§ Written task: Repeat the records below word for word, but start at the line that contains "the elephant mouth.", stop after the last line, and include nothing else.

§ Records from a point labeling set:
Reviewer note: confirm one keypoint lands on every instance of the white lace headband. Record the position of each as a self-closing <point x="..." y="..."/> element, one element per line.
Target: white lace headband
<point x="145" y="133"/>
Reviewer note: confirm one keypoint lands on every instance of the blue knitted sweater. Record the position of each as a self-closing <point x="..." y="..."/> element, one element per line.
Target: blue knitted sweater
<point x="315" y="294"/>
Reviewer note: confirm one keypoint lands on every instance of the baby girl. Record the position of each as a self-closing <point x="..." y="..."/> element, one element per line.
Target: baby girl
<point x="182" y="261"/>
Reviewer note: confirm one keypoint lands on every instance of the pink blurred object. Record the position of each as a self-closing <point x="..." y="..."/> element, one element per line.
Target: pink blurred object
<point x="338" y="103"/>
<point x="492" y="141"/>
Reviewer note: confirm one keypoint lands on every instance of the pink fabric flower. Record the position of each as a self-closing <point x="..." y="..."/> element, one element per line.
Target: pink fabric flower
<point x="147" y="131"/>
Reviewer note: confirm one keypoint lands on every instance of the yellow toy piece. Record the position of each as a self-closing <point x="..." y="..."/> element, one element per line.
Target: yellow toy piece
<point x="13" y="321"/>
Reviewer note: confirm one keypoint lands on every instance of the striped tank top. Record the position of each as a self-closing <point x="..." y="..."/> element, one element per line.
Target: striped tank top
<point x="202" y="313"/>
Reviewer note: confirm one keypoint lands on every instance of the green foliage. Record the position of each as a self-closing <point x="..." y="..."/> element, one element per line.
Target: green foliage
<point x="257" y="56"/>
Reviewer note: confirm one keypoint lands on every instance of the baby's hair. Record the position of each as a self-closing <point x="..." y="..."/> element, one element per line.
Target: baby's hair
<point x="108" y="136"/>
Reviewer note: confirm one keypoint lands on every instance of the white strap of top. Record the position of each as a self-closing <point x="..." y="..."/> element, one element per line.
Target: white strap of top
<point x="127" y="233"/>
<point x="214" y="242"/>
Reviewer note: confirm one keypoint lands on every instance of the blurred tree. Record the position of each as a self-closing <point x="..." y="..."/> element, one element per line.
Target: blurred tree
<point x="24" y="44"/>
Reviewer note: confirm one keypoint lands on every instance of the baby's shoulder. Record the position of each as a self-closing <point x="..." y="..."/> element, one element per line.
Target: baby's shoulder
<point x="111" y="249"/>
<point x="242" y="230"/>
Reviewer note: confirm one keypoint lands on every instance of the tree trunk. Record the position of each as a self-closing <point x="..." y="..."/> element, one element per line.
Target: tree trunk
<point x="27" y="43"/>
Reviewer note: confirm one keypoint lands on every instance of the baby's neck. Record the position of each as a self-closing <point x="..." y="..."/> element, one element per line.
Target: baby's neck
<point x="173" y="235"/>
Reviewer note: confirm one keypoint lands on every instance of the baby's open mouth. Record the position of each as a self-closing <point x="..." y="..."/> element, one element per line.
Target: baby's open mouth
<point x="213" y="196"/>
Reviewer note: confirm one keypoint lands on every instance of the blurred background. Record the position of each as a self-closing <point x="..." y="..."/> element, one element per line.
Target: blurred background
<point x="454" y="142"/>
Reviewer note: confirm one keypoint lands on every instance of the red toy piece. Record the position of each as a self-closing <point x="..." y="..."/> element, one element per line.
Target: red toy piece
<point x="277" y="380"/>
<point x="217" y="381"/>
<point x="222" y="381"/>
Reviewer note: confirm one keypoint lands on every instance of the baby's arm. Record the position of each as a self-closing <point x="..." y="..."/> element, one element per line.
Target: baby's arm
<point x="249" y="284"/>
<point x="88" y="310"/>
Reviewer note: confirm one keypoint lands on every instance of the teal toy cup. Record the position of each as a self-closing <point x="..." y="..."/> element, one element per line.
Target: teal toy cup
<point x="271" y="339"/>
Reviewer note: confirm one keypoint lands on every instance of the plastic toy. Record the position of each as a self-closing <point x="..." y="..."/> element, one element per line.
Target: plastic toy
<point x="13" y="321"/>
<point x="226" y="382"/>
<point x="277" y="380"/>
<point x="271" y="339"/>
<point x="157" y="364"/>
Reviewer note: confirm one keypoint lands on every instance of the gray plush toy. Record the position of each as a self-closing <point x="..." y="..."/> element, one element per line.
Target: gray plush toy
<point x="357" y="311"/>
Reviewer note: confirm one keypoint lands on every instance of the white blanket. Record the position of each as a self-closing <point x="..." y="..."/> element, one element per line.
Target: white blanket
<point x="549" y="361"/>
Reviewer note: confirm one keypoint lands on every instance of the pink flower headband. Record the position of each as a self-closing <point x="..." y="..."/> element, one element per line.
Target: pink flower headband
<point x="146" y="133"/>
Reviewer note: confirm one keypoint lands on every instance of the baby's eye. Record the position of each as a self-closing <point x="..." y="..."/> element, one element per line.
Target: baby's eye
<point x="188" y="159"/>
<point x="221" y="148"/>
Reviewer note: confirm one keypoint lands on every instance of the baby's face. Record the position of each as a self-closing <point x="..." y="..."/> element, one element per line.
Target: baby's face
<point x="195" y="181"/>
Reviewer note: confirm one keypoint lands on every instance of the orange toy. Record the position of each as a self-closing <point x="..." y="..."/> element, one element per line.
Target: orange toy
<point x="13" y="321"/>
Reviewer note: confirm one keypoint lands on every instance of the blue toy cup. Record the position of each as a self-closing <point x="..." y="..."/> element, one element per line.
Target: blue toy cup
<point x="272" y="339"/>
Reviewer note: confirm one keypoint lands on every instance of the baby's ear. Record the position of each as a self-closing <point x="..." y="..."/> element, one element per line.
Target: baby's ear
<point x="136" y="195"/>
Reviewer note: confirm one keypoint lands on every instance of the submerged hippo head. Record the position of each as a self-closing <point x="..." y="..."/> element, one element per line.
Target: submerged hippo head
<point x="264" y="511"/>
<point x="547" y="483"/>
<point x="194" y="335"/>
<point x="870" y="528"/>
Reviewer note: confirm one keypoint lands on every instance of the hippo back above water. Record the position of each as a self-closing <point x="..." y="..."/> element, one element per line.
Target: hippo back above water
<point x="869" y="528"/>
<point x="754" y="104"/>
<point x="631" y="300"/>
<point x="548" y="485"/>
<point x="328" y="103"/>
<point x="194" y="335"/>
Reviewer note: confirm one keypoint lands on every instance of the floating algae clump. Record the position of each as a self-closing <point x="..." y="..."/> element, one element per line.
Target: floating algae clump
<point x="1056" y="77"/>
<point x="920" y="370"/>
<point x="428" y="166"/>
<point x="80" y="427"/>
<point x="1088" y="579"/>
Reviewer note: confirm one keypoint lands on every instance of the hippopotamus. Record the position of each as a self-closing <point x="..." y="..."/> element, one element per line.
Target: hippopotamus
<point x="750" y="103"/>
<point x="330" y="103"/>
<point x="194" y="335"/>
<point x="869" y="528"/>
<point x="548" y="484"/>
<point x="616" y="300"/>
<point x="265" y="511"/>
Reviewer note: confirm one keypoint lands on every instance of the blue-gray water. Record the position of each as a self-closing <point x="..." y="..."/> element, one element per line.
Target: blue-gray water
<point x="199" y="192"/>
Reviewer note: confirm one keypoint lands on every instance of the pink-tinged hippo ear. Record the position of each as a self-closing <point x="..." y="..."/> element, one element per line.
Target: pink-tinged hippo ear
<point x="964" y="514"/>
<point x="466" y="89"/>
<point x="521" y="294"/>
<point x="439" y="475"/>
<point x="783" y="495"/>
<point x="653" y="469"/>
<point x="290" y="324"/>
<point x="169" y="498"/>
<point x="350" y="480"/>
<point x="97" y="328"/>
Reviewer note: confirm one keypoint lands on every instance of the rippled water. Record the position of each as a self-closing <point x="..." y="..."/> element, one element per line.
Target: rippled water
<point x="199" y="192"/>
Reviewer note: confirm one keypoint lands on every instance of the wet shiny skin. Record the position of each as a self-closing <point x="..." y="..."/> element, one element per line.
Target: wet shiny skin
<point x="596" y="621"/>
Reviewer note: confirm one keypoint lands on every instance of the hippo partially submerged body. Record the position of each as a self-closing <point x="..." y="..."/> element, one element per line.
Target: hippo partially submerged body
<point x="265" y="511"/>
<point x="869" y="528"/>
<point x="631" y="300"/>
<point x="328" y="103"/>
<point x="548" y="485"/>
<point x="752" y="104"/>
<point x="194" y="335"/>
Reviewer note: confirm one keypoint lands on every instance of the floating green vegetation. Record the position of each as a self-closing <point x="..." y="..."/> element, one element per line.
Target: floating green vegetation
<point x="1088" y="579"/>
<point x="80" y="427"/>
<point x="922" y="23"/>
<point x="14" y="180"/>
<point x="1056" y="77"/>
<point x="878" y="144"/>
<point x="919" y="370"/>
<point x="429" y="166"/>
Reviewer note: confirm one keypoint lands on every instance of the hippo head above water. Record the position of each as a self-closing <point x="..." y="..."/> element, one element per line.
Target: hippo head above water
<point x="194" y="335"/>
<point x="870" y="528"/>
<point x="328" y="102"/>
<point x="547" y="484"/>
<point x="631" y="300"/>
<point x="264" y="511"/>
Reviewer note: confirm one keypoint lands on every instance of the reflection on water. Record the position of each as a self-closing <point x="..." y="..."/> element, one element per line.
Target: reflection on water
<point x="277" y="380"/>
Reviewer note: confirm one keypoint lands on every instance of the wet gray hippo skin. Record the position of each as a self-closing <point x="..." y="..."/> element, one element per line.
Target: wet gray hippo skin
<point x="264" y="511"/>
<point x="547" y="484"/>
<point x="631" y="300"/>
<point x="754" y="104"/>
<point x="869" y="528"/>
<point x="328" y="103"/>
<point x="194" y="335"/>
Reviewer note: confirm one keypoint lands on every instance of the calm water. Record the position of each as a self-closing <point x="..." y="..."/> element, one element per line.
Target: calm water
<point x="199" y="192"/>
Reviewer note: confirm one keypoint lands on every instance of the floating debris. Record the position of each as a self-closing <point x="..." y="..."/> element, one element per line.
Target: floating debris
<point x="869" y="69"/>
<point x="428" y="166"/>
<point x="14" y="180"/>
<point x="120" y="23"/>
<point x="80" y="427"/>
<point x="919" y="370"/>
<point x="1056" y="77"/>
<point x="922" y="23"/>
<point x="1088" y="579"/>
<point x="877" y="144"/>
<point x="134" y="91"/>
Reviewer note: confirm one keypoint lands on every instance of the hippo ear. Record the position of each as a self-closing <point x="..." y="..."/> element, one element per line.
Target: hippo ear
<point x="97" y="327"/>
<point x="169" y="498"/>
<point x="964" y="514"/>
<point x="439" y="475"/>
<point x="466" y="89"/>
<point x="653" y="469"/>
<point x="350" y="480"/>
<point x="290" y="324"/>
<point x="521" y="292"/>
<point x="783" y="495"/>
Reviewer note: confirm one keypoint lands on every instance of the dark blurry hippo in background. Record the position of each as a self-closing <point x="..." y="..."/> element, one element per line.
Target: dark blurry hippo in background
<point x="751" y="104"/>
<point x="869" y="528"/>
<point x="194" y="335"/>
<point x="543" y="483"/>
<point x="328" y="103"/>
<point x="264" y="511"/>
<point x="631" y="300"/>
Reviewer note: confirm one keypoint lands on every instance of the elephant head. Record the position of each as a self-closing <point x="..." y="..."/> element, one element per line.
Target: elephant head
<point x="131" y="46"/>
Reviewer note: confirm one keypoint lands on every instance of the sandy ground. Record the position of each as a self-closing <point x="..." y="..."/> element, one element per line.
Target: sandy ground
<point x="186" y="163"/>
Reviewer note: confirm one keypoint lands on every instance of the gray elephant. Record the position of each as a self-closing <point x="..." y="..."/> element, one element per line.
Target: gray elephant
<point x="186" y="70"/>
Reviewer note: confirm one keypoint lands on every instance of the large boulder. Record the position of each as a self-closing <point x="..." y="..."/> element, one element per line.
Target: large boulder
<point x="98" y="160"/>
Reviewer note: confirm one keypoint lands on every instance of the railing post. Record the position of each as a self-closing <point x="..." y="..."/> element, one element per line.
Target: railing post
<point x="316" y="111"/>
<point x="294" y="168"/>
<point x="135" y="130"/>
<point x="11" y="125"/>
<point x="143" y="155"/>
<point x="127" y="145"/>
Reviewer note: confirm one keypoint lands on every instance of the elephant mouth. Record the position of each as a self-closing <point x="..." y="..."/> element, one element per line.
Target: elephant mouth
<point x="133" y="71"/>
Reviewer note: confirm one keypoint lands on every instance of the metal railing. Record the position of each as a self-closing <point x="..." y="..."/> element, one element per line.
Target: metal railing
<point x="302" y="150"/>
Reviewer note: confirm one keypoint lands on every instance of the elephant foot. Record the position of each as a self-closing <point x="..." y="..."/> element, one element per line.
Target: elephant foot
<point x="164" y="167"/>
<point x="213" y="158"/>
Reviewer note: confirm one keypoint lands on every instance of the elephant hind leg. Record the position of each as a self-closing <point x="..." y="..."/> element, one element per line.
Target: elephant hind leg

§ Written response:
Reviewer note: confirm one keypoint lands on every instance of the elephant mouth. Record the position of each as a self-closing <point x="..." y="..."/> element, one element per line.
Target: elephant mouth
<point x="133" y="71"/>
Reviewer note: confirm one keypoint lands on every instance of the metal railing. Record the position of each as a self-closing <point x="..." y="..."/> element, one element per line.
Target: metal railing
<point x="302" y="150"/>
Reviewer note: confirm one keypoint lands on every instance of the elephant foot. Record the position of each as a self-closing <point x="..." y="..."/> element, one element per line.
Target: elephant foot
<point x="164" y="167"/>
<point x="213" y="158"/>
Reviewer note: confirm one keypoint lands on every instance of the elephant hind leg. Record the position of each as a self-closing <point x="..." y="..."/> element, one element per line.
Target: elephant hind leg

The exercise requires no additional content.